## PROBLEM DESCRIPTION
Can you copy the lines from the one that contains "Target: crown molding" through the end of the material below, exactly and with nothing else?

## INPUT MATERIAL
★ ★ ★ ★ ★
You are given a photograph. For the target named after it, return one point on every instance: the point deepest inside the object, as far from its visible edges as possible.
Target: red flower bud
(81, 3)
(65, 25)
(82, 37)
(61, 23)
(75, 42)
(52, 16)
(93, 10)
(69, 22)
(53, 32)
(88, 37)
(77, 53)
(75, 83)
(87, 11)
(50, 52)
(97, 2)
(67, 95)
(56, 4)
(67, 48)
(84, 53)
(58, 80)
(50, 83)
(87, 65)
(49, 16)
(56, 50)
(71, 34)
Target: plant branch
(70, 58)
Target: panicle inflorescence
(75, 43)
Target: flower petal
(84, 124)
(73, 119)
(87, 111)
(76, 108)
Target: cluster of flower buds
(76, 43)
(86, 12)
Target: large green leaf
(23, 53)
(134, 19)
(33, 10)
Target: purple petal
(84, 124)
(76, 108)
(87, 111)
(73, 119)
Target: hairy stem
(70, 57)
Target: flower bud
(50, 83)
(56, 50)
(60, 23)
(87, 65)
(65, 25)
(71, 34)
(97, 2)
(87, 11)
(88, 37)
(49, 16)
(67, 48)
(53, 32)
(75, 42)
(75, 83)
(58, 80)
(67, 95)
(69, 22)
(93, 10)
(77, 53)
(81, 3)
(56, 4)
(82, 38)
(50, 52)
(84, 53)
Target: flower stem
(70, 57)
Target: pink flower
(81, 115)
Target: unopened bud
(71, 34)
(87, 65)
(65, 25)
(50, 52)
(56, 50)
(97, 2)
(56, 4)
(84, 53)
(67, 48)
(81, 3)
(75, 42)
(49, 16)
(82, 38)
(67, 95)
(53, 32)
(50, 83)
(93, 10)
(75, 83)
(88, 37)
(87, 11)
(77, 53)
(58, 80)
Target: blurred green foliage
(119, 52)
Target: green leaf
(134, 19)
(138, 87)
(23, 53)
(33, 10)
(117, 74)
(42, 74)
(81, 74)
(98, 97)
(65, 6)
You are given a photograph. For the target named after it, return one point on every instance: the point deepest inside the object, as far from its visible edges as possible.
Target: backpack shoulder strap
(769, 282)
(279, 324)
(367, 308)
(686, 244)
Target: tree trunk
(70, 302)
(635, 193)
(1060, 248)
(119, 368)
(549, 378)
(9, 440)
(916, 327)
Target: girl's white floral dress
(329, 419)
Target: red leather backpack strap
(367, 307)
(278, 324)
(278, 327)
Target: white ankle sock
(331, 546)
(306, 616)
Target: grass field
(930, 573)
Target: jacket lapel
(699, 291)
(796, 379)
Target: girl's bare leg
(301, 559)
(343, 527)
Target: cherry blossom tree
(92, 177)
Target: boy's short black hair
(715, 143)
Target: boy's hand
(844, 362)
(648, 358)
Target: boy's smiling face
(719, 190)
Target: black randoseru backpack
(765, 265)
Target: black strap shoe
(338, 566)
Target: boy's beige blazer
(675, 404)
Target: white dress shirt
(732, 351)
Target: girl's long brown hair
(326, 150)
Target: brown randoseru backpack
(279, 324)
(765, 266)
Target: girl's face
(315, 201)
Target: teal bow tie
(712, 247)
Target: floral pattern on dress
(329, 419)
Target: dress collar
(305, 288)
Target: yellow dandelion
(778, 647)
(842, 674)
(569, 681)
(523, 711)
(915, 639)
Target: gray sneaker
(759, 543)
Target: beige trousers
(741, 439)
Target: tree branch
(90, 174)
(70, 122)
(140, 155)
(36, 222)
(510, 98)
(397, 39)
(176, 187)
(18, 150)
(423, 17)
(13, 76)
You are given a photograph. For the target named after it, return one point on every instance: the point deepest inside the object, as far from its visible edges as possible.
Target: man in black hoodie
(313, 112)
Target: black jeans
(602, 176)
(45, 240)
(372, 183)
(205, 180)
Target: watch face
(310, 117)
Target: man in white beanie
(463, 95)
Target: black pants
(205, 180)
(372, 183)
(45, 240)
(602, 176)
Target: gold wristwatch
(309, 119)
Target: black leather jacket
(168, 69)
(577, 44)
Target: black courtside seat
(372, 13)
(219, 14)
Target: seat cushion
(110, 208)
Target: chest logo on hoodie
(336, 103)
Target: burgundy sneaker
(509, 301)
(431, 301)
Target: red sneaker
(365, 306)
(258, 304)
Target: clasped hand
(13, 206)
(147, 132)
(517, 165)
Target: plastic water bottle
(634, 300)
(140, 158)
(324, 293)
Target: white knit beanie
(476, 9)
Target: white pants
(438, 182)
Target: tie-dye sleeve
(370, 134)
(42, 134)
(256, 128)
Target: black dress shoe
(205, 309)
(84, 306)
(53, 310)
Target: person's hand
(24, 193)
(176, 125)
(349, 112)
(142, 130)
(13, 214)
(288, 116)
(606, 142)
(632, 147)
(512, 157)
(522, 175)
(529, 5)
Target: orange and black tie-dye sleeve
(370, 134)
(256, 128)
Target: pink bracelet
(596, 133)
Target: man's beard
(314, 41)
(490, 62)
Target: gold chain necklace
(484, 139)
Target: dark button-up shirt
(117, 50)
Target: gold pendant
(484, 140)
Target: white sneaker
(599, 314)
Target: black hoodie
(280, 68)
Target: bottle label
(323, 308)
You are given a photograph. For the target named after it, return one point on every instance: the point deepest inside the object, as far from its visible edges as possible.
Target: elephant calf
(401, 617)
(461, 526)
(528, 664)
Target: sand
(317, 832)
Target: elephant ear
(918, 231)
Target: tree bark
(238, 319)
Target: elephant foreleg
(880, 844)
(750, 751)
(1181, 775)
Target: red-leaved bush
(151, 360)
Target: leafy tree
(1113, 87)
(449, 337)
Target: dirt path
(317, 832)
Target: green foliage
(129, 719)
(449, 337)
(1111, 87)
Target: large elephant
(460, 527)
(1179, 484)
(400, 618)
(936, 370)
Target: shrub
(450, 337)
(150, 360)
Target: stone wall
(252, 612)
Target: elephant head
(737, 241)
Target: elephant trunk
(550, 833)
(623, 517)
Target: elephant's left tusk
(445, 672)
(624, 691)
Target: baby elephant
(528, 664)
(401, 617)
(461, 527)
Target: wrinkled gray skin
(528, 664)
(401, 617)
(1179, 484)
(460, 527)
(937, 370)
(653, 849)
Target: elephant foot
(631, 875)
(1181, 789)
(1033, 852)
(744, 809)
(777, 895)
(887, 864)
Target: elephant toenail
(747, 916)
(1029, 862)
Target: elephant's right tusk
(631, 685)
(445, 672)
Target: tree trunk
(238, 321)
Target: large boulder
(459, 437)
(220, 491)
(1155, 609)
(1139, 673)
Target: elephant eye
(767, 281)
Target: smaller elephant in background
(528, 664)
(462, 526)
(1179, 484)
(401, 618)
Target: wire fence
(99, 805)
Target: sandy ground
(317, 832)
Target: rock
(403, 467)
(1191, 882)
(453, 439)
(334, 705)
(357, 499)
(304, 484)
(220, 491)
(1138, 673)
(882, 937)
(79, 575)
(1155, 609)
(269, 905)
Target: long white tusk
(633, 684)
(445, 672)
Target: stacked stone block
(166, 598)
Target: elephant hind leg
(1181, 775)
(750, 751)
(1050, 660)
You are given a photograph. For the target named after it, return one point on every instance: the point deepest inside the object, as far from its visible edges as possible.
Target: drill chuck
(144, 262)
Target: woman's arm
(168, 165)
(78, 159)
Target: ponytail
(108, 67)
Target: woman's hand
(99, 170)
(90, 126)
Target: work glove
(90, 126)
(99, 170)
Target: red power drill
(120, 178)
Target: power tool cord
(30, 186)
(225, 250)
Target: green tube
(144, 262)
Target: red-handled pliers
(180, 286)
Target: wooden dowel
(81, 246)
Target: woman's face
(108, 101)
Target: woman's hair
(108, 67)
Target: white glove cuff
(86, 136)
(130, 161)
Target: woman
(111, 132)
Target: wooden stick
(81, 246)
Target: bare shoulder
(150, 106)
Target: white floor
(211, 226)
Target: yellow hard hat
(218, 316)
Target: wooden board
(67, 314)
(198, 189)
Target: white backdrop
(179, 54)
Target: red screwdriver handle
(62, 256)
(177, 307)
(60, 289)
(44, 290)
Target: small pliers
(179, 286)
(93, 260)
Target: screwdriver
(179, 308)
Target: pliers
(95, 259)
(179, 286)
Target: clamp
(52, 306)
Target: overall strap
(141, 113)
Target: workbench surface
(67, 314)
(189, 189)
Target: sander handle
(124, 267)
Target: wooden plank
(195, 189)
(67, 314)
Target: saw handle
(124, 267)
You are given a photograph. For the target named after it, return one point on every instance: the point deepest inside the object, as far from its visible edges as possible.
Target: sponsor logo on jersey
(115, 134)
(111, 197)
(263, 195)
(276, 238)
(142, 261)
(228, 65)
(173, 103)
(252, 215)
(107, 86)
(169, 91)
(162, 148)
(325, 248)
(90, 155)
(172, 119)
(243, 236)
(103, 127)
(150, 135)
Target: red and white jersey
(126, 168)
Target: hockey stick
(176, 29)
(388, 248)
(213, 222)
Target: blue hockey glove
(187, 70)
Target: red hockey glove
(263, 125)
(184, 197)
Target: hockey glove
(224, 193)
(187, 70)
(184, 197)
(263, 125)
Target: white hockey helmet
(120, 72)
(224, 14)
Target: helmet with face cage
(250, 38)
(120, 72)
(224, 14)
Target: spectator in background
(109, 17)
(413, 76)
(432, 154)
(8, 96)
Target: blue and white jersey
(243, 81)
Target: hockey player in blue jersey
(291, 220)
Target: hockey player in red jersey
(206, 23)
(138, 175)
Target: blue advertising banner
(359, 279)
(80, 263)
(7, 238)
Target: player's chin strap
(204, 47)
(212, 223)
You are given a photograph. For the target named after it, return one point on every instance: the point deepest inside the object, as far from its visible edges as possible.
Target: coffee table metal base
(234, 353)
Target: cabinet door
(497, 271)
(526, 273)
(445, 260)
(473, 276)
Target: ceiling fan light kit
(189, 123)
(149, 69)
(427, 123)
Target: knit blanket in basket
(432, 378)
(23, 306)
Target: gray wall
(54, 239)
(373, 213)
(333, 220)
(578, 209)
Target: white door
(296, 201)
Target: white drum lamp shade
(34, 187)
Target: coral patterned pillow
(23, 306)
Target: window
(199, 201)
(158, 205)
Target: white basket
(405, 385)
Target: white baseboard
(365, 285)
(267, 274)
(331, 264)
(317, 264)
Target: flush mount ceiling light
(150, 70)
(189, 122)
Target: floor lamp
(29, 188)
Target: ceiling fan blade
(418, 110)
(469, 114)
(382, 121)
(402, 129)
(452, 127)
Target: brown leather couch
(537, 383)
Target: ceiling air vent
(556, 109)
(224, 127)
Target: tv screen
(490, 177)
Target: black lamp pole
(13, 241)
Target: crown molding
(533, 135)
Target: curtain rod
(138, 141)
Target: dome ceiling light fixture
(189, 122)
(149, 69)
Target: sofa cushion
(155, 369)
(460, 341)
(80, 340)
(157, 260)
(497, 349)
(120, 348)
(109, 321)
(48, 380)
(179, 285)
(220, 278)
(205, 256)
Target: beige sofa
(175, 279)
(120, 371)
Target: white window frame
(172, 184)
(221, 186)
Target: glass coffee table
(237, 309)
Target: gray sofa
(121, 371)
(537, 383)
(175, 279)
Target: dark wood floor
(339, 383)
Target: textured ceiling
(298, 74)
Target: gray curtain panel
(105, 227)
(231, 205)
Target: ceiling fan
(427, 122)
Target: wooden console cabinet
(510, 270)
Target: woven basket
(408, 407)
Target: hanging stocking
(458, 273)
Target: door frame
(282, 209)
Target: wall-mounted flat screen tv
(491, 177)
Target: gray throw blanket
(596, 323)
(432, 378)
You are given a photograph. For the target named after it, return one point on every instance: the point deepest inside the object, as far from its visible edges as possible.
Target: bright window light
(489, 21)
★ ★ ★ ★ ★
## EXPECTED ANSWER
Target: crown molding
(533, 135)
Target: curtain rod
(138, 141)
Target: dome ceiling light fixture
(189, 122)
(149, 69)
Target: sofa cushion
(155, 369)
(460, 341)
(80, 340)
(157, 260)
(497, 349)
(120, 348)
(109, 321)
(48, 380)
(179, 285)
(220, 278)
(205, 256)
Target: beige sofa
(175, 279)
(120, 371)
Target: white window frame
(172, 184)
(221, 186)
Target: glass coffee table
(237, 309)
Target: gray sofa
(121, 371)
(537, 383)
(175, 279)
Target: dark wood floor
(339, 383)
Target: textured ceiling
(298, 74)
Target: gray curtain panel
(105, 227)
(231, 205)
Target: ceiling fan
(427, 122)
Target: wooden console cabinet
(510, 270)
Target: woven basket
(408, 407)
Target: hanging stocking
(458, 273)
Target: door frame
(282, 209)
Target: wall-mounted flat screen tv
(491, 177)
Target: gray throw blanket
(596, 323)
(432, 378)
You are given a photograph. For the target named after it, return one point on every instance: the point deepest inside the object, as far from its visible edges as possible.
Target: bright window light
(489, 21)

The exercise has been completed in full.